DOCUMENT EXCERPT:
From Deseret News archives:
New drug is first approved to treat controversial disease fibromyalgia
For patient advocacy groups and doctors who specialize in fibromyalgia, the Lyrica approval is a milestone. They say they hope Lyrica and two other drugs that may be approved this year will legitimize fibromyalgia, just as Prozac brought depression into the mainstream.
But other doctors including the one who wrote the 1990 paper that defined fibromyalgia but who has since changed his mind say the disease does not exist and that Lyrica and the other drugs will be taken by millions of people who do not need them.
As diagnosed, fibromyalgia primarily affects middle-age women and is characterized by chronic, widespread pain of unknown origin. Many of its sufferers are afflicted by a raft of other similarly nebulous conditions, like irritable bowel syndrome.
Because fibromyalgia patients typically do not respond to conventional painkillers like aspirin, drug companies are focusing on medicines like Lyrica that affect the brain and the perception of pain.

[Region descriptions in natural language]
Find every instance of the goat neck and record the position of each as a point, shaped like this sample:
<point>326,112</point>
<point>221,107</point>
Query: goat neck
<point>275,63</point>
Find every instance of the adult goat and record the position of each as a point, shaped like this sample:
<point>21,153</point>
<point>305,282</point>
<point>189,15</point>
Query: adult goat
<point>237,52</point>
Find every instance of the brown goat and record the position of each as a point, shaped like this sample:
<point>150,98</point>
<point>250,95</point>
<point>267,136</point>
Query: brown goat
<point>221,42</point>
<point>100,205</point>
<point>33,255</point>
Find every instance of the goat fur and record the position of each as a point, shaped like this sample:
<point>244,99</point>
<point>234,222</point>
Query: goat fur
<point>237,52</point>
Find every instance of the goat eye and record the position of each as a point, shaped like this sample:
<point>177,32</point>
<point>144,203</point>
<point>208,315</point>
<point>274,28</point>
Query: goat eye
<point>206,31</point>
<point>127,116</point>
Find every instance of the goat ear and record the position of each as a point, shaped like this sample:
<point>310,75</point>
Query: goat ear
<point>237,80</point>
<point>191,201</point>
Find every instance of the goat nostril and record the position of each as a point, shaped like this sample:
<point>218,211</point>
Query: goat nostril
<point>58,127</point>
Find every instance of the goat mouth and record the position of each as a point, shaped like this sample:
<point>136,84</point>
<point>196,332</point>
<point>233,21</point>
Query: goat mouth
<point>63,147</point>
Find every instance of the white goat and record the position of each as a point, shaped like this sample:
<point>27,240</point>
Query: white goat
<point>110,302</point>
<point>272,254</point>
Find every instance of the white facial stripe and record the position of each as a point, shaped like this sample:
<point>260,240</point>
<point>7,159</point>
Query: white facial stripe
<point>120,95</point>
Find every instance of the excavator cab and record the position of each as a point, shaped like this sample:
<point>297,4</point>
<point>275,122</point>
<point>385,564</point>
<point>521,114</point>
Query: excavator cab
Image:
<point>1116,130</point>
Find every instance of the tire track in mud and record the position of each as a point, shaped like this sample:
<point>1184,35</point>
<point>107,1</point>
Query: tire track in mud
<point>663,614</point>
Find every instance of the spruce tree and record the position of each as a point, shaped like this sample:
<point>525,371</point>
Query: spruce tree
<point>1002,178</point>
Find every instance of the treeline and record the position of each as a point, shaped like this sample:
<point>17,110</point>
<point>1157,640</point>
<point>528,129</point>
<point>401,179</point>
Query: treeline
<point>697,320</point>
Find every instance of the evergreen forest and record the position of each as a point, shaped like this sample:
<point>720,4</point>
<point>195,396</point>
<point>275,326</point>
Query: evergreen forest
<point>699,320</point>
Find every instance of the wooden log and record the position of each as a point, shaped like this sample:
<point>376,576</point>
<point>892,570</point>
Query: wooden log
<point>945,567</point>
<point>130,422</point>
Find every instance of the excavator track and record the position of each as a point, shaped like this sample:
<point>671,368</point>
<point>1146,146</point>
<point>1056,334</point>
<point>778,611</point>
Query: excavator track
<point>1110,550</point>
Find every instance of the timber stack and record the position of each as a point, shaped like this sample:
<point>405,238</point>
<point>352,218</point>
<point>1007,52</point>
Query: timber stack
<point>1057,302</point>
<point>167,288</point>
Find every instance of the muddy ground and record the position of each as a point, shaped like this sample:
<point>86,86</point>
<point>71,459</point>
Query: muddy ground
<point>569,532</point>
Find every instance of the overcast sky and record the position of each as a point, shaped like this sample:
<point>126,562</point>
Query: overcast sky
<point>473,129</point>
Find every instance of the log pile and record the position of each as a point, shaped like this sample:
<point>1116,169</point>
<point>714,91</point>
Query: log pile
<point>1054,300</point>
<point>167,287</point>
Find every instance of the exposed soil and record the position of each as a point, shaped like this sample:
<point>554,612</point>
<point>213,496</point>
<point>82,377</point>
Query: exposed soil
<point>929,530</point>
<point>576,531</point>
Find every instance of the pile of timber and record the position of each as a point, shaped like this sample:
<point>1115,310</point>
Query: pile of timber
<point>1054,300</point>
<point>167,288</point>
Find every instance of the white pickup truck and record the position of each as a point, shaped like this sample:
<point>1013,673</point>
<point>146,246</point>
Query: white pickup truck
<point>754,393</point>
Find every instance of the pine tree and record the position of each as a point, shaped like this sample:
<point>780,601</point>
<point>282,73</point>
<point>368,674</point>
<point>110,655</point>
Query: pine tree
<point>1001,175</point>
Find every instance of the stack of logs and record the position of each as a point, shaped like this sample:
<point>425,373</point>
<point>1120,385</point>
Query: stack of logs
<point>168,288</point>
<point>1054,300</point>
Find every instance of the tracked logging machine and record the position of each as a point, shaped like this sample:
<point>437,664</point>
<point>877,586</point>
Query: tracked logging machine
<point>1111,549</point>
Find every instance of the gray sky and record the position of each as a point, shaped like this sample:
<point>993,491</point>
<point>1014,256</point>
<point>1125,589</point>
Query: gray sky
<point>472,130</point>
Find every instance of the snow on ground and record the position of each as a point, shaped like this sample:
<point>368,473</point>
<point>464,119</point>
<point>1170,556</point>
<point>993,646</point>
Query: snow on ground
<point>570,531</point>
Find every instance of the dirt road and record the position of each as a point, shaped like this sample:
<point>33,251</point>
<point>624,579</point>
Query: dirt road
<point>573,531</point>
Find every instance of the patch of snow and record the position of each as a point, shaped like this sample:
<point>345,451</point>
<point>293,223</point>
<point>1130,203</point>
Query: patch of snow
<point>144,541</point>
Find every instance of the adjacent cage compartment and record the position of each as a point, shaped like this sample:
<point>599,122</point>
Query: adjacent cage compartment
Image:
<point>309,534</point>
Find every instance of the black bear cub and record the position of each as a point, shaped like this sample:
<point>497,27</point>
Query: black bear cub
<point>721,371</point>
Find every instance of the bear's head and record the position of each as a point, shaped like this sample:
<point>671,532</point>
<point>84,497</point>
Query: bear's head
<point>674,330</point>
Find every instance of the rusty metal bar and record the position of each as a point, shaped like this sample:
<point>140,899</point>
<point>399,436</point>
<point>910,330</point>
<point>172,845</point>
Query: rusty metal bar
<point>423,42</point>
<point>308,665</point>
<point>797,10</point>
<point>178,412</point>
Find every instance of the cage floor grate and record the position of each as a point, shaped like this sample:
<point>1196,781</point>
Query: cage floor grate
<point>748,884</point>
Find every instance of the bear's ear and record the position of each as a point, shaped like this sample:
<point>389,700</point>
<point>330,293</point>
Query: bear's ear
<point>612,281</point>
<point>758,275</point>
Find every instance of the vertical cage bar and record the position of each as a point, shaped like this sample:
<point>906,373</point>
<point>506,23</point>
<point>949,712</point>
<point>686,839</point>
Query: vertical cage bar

TASK REQUIREMENTS:
1 – Copy the passage of the fibromyalgia article from "As diagnosed, fibromyalgia" up to and including "perception of pain.".
2 – According to the fibromyalgia article, why are drug companies concentrating on medicines like Lyrica that act on the brain and the perception of pain?
3 – Continue the article on the Lyrica approval for fibromyalgia, starting after its last sentence.
The records aren't needed for any of this work.

ANSWER SECTION:
1 –
As diagnosed, fibromyalgia primarily affects middle-age women and is characterized by chronic, widespread pain of unknown origin. Many of its sufferers are afflicted by a raft of other similarly nebulous conditions, like irritable bowel syndrome.
Because fibromyalgia patients typically do not respond to conventional painkillers like aspirin, drug companies are focusing on medicines like Lyrica that affect the brain and the perception of pain.

2 – Fibromyalgia patients typically do not respond to conventional painkillers like aspirin. For that reason, drug companies are focusing on medicines like Lyrica that affect the brain and the perception of pain.

3 –
Advocacy groups and doctors who treat fibromyalgia estimate that 2 to 4 percent of adult Americans, as many as 10 million people, suffer from the disorder.
Despite the controversy, the American College of Rheumatology, the Food and Drug Administration and insurers recognize fibromyalgia as a diagnosable disease. And drug companies are aggressively pursuing fibromyalgia treatments.
Hoping to follow Pfizer's lead, Eli Lilly and Forest Laboratories have asked the FDA to let them market drugs for fibromyalgia. Approval for both is likely later this year, analysts say.
Worldwide sales of Lyrica, which is also used to treat diabetic nerve pain and which received FDA approval in June for fibromyalgia, reached $1.8 billion in 2007, up 50 percent from 2006.